• [Task brief]: Recast the rows below as a numbered list, starting at the beginning of the rows and ending at the line that contains "0;89;25;135", both included. Skip blank lines and leave the pictures out.
+++ Source data
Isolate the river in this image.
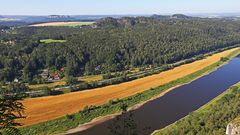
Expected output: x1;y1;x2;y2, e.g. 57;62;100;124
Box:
71;57;240;135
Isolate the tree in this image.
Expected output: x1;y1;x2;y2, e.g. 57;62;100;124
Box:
66;76;78;85
0;89;25;135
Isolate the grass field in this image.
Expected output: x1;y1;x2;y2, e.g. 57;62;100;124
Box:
78;75;103;82
21;49;240;135
19;48;240;126
30;22;94;27
28;81;66;89
40;39;66;44
28;75;103;89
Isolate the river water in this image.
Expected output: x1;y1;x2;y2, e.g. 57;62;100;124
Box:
74;57;240;135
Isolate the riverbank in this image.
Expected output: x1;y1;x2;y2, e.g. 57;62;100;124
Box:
152;83;240;135
21;49;238;134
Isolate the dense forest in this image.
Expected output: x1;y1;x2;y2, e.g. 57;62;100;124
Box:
156;84;240;135
0;15;240;82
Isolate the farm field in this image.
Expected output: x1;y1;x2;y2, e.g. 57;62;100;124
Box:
22;48;236;126
40;39;66;44
30;22;94;27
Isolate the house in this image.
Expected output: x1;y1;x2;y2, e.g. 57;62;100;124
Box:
13;78;19;83
40;69;49;79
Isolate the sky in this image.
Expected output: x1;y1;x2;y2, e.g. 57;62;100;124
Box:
0;0;240;15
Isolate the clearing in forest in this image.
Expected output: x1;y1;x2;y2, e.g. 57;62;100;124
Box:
22;48;237;126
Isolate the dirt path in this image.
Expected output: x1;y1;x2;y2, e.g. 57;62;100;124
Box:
22;49;236;126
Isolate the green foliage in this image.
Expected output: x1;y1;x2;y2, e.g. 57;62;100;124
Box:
220;57;229;62
66;76;78;85
18;47;239;135
0;90;25;135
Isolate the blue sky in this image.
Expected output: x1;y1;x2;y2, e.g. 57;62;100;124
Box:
0;0;240;15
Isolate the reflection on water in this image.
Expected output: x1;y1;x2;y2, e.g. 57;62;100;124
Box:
76;57;240;135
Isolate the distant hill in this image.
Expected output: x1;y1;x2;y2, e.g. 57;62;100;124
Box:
94;14;196;28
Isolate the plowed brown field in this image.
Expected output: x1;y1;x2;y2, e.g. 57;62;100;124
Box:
22;48;237;126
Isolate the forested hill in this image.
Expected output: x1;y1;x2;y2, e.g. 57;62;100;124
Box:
0;15;240;81
94;14;195;28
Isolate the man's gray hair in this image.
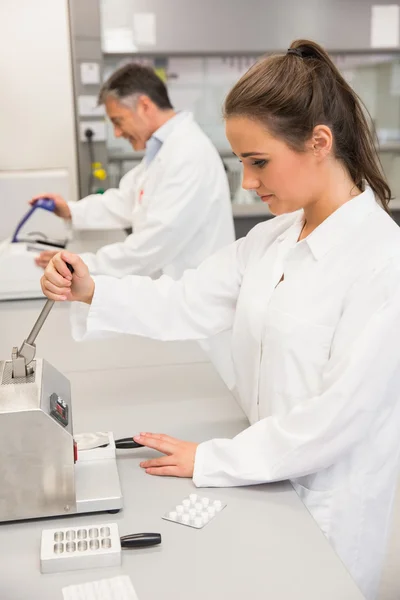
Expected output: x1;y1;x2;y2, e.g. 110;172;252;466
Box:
99;63;172;110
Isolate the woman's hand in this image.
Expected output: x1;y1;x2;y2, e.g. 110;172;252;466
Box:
133;433;198;477
40;252;94;304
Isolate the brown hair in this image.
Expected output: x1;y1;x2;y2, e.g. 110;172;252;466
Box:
224;40;391;212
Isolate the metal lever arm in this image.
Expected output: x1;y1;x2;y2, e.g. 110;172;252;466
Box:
12;263;74;377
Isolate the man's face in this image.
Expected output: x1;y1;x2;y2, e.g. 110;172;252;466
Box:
105;96;153;150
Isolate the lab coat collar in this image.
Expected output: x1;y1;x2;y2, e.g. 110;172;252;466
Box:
304;186;378;260
278;185;378;260
152;111;191;144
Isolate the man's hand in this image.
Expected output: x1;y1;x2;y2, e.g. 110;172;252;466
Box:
40;252;94;304
35;250;59;269
29;194;71;219
133;433;198;477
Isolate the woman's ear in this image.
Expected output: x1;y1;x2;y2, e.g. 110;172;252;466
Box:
307;125;333;158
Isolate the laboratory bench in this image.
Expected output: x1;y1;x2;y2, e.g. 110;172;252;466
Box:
0;301;363;600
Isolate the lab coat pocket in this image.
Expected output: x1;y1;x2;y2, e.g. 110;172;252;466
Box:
291;480;335;537
263;309;334;405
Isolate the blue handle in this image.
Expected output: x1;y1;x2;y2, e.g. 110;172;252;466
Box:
11;198;56;243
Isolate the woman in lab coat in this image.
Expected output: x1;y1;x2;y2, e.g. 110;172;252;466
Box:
42;41;400;600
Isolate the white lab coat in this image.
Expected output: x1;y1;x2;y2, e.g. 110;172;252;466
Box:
69;113;235;390
69;113;235;279
73;189;400;600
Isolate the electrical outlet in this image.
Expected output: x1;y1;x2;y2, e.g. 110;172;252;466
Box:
79;121;106;142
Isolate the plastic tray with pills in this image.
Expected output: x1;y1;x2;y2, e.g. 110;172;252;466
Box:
40;523;121;573
162;494;226;529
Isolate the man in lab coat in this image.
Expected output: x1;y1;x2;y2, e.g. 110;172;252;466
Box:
31;63;235;389
31;63;234;279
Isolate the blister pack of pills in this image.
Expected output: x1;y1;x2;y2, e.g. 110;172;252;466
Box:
40;523;121;573
162;494;226;529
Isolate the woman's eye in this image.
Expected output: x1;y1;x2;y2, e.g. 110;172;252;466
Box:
252;159;268;169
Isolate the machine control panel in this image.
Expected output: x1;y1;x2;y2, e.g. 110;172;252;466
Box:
50;394;68;427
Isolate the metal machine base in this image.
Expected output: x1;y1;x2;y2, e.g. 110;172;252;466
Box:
74;458;122;514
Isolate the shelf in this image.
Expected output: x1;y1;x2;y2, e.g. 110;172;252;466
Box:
232;202;272;218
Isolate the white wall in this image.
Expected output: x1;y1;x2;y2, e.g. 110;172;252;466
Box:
0;0;77;200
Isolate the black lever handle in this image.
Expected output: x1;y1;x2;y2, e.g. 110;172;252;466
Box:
115;438;143;450
121;533;161;548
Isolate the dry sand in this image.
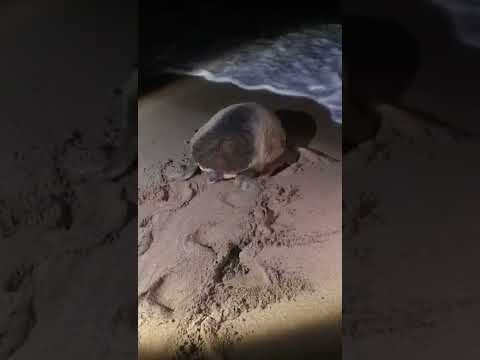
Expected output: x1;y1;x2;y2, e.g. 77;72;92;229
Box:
138;79;342;359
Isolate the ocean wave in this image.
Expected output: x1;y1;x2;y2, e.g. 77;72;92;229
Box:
168;25;342;124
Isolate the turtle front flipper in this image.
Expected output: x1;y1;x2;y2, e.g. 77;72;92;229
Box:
207;170;224;184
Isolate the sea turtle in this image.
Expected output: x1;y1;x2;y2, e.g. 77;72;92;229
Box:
172;102;286;185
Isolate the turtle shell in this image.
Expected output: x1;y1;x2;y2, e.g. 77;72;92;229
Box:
191;104;260;174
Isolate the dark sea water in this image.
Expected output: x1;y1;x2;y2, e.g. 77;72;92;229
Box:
167;24;342;123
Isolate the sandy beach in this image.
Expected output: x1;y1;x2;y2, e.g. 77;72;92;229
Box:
138;78;342;359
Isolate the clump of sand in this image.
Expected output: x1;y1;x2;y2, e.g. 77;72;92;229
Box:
138;145;341;359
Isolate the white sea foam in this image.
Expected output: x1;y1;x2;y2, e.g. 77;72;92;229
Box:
169;25;342;124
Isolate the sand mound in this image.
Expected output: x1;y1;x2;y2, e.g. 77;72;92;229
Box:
138;149;341;358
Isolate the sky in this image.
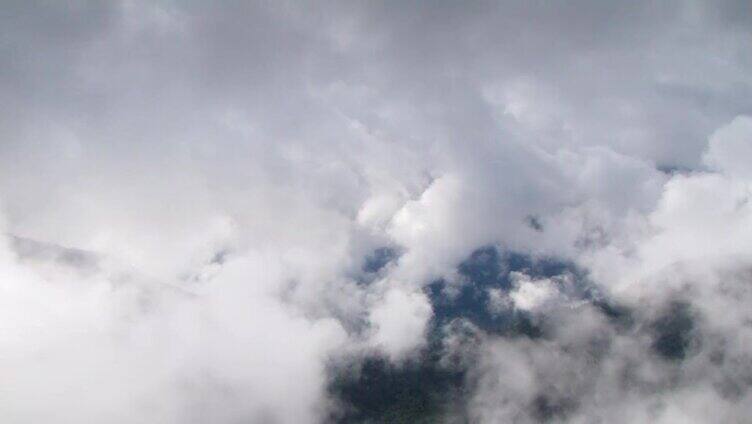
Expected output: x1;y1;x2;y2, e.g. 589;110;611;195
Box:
0;0;752;424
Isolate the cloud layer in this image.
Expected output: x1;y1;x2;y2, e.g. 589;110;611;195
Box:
0;0;752;423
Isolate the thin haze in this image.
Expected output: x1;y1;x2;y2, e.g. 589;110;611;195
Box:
0;0;752;424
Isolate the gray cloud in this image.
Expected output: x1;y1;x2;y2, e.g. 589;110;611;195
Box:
0;0;752;423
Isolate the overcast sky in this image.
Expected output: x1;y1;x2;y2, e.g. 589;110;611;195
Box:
0;0;752;424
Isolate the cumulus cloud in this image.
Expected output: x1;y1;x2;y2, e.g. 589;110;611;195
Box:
0;0;752;423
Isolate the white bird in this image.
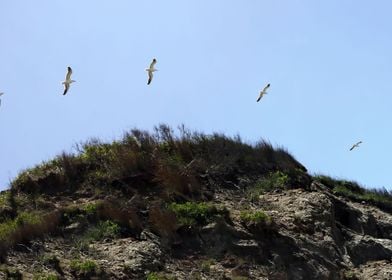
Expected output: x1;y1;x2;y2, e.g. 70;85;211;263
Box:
350;141;362;151
256;84;271;102
146;58;158;85
63;66;76;95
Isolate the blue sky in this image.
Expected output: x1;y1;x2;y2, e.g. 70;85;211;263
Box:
0;0;392;189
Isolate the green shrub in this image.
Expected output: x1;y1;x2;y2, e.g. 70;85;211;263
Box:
84;221;121;241
240;210;272;224
0;265;22;280
146;272;176;280
200;259;216;273
33;273;60;280
248;171;290;200
70;259;99;275
168;202;227;226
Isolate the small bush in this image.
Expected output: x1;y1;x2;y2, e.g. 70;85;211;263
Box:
240;210;272;225
0;211;61;253
146;272;176;280
0;265;22;280
33;273;60;280
41;255;62;272
84;221;121;241
70;259;99;277
248;171;290;200
168;202;227;227
200;259;216;273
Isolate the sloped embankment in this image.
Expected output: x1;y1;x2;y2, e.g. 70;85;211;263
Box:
0;126;392;280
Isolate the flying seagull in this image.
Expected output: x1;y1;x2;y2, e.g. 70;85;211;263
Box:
350;141;362;151
63;66;76;95
146;58;158;85
257;84;271;102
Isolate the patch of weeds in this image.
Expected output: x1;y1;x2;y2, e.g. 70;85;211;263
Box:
146;272;176;280
0;265;22;280
200;259;216;273
41;254;61;272
0;191;10;207
343;271;359;280
248;171;290;200
240;210;272;225
82;202;102;215
69;259;100;277
168;202;227;227
83;220;121;241
0;212;41;241
231;276;249;280
33;272;60;280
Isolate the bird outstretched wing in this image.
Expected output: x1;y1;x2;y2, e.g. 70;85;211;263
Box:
65;66;72;81
147;71;153;85
150;58;157;69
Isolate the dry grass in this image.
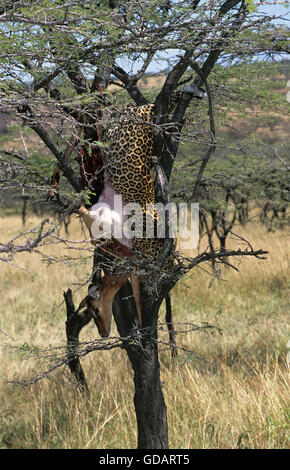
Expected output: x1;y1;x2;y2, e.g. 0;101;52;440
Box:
0;216;290;448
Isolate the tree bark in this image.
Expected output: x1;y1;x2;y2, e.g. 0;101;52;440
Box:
113;283;168;449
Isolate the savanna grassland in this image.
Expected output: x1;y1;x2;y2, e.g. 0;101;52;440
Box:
0;216;290;449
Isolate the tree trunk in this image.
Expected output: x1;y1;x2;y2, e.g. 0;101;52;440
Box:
113;283;168;449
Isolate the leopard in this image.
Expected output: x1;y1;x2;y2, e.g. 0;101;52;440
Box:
105;103;176;269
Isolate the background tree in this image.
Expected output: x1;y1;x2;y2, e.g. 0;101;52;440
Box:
0;0;289;448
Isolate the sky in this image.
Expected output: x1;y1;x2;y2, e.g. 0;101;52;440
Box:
127;0;290;74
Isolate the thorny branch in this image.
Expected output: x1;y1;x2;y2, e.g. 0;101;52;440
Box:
0;322;221;386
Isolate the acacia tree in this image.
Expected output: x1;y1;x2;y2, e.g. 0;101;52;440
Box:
0;0;287;448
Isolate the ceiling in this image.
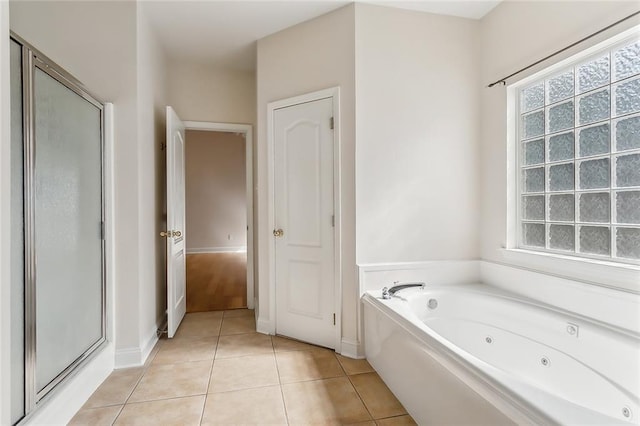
++++++
• [Finished exercise]:
1. Isolate the river in this image.
2. Expected output: x1;y1;x2;y2, e.g. 57;62;100;124
3. Box:
4. 71;57;240;135
5. Isolate the tree in this image.
6. Expected output: x1;y1;x2;y2, e.g. 57;62;100;124
7. Box:
8. 66;76;78;85
9. 0;89;25;135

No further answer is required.